__EXERCISE A__:
Answer these questions from the passage on submarine technology:
(i) What does the name Tango Bravo stand for?
(ii) How many key technology barriers did Tango Bravo identify?
(iii) Which two companies received 18-month contracts in May 2005?
__EXERCISE B__:
Please resume the passage on submarine technology, starting right after its final sentence.

__SELECTION__:
▬▬▬
"Submarines are still characterised by an aft propeller; a rear compartment for machinery space and a propeller shaft; a central reactor compartment; and a forward compartment with sonar rooms, torpedo rooms and crew berthing.
However, Tango Bravo – for Technology Breakthrough – identified five key technology barriers that could be conquered in order to slash construction and maintenance costs. These included stripping away hydraulics and developing propulsion unconstrained by a centreline shaft; stowing and launching weapons outside the hull; alternatives to spherical sonar arrays; simplifying the hull, mechanical and electrical systems (HM&E); and reducing the size of the crew through automation.
With the latter largely considered an evolutionary process, serious money has so far only been thrown at shaftless propulsion, electrical actuation and external weapons.
In May 2005, General Dynamics Electric Boat (GDEB) and DRS Technologies were granted 12-month contracts to develop shaftless propulsion technologies, while GDEB and Northrop Grumman Newport News were awarded 18-month contracts to develop and demonstrate firing an encapsulated Mk 48 heavyweight torpedo from outside the pressure hull.
▬▬▬
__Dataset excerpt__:
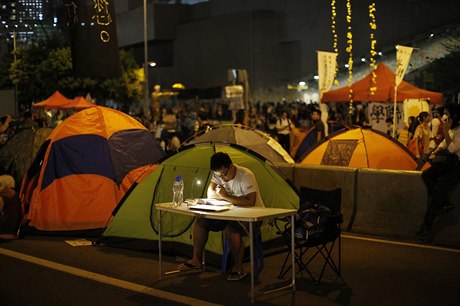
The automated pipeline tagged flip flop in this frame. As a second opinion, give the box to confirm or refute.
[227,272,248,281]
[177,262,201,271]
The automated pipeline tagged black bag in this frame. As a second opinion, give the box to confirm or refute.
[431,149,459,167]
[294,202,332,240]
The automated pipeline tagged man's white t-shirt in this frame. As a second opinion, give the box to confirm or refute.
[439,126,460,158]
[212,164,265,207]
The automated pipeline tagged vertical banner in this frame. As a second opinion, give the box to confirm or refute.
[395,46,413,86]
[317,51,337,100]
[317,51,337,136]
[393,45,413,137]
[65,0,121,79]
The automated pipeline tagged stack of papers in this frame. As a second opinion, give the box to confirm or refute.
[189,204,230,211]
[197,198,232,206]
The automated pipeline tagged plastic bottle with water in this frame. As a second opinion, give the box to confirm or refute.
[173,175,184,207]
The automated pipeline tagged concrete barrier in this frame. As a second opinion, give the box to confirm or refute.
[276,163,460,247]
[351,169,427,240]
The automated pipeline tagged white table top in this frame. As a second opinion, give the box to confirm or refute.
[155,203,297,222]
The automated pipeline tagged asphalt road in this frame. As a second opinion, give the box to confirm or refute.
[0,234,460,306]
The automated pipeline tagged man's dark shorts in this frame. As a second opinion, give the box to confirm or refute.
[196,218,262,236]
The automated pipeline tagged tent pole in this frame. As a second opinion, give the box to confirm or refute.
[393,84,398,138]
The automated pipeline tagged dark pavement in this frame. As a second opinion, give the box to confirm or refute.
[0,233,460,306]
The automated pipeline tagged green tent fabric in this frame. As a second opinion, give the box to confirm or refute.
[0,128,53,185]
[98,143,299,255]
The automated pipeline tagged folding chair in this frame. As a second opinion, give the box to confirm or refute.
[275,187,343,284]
▬▬▬
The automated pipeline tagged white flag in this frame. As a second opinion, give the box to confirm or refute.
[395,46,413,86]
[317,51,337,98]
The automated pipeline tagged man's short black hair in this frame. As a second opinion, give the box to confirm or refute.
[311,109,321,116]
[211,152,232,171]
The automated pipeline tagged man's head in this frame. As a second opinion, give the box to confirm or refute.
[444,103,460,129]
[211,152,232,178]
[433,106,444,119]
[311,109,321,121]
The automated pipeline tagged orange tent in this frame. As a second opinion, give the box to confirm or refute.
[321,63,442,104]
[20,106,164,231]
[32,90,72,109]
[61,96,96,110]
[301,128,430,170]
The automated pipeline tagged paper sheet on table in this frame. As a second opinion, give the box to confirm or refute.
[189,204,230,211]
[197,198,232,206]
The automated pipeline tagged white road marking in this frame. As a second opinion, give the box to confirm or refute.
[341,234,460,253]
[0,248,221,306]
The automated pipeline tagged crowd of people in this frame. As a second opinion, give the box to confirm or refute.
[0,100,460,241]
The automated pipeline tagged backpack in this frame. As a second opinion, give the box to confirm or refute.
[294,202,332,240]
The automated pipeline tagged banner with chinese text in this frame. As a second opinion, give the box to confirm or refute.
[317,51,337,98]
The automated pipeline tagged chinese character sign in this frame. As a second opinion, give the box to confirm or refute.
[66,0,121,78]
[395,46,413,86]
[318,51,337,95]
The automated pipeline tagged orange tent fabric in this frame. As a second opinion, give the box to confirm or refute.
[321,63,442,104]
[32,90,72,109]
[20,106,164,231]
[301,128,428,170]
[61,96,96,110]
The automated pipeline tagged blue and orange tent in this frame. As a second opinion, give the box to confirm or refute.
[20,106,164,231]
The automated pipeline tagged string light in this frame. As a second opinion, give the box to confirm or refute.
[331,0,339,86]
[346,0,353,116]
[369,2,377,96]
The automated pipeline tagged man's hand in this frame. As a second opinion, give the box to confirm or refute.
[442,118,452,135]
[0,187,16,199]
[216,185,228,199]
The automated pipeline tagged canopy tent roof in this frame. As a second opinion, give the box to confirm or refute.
▬▬▬
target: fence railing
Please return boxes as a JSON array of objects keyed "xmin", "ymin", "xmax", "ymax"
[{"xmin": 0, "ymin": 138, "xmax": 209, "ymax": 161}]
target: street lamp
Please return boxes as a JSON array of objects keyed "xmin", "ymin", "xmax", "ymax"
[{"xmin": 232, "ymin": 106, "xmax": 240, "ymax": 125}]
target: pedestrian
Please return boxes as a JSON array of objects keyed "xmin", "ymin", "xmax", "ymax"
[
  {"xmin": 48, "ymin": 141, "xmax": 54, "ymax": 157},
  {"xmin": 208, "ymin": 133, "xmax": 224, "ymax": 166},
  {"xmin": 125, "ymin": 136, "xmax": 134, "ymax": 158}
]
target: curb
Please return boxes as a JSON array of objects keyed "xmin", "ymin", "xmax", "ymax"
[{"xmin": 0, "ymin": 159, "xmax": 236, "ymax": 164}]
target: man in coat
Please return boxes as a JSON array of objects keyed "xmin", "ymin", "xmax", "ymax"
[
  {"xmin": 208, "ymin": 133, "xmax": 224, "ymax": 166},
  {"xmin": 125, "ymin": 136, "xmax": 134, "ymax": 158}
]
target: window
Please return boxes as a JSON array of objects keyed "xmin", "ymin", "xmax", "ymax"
▬▬▬
__EXERCISE RESPONSE A__:
(i) Technology Breakthrough
(ii) Five
(iii) General Dynamics Electric Boat (GDEB) and Northrop Grumman Newport News

__EXERCISE RESPONSE B__:
The first part of the GDEB contract encompassed 18 months' work to develop a reduced ship infrastructure using electric actuation instead of hydraulic, and mechanical actuation of ship control surfaces, including the ship's rudder, stern and bow planes.
Phase 2 includes the development of the actuator's motor drive and energy storage systems, and packages the actuator for an external sea water environment, then cycles the immersed actuator under full-scale dynamic loads.
The main advantage of electrical X-planes actuation is the elimination of hydraulic system infrastructure and hydraulic-mechanical drive pressure hull penetrations.
Challenges include demonstrating high electric motor torque density to reduce size and weight, as well as ensuring control surface system reliability and emergency performance by developing an alternative to stored hydraulic accumulator energy.
Says DARPA's Jan Walker. "The challenges of having the propulsor's prime mover in the ocean environment vice inside the submarine pressure hull are a significant focus of the project."
In existing US submarines, there are two turbines for propulsion and two for power generation, but shaftless propulsion would necessitate only turbines for producing electricity, freeing up the rear compartment for other uses.
Electric motors would be placed on pods external to the hull, eliminating steam-propulsion turbines, reduction gears and propulsion shafts and providing design flexibility in the stern.
With an integrated power system - just two turbines of the propulsion scheme allowing power to be diverted to other uses - it is possible to have propulsion turbine generators and maintain the existing ship service turbine generators.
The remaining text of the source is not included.